**Assignment**
Find the line that contains "the snow-covered roof.". Then set down that line and all the lines after it, to the end of the records, exactly and with nothing added.

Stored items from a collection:
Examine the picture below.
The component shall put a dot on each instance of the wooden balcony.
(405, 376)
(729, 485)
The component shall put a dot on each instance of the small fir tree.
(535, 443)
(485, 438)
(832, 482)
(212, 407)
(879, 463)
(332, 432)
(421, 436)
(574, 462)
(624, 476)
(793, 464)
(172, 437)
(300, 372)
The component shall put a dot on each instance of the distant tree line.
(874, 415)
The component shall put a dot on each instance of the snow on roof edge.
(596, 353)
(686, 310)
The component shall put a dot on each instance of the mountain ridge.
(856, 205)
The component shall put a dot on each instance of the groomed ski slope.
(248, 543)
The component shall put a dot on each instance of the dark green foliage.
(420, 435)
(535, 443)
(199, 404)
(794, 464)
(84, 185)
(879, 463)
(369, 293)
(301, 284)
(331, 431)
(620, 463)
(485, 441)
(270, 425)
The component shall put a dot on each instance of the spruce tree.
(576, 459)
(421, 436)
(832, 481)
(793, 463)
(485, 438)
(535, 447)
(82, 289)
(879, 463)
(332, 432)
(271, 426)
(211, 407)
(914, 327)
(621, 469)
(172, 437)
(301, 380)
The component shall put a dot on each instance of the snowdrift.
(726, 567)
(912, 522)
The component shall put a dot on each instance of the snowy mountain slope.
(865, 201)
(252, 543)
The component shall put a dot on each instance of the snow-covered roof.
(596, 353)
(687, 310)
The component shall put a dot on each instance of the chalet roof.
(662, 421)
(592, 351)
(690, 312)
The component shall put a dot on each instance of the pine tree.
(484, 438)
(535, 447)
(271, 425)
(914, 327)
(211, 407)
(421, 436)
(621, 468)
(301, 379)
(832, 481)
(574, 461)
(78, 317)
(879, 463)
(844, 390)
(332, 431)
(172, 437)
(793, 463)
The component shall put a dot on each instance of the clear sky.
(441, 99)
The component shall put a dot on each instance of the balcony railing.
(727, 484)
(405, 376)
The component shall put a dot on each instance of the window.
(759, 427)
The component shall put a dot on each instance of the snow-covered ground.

**Task output**
The component shall put a dot on each instance of the snow-covered roof.
(596, 353)
(687, 310)
The component shall put a dot on each instance of the chalet roof.
(662, 421)
(592, 351)
(690, 312)
The component shall put a dot on each instance of the pine tree.
(484, 438)
(535, 447)
(271, 425)
(914, 327)
(211, 407)
(421, 436)
(621, 468)
(301, 379)
(832, 481)
(574, 461)
(78, 317)
(879, 463)
(844, 390)
(332, 431)
(172, 437)
(793, 463)
The component shall put a dot on each instance of the clear sky.
(441, 99)
The component shall put a dot on each instance of the balcony railing.
(727, 484)
(405, 376)
The component shall put a dot on each instance of the window.
(759, 427)
The component shall put a dot on each instance of the snow-covered ground.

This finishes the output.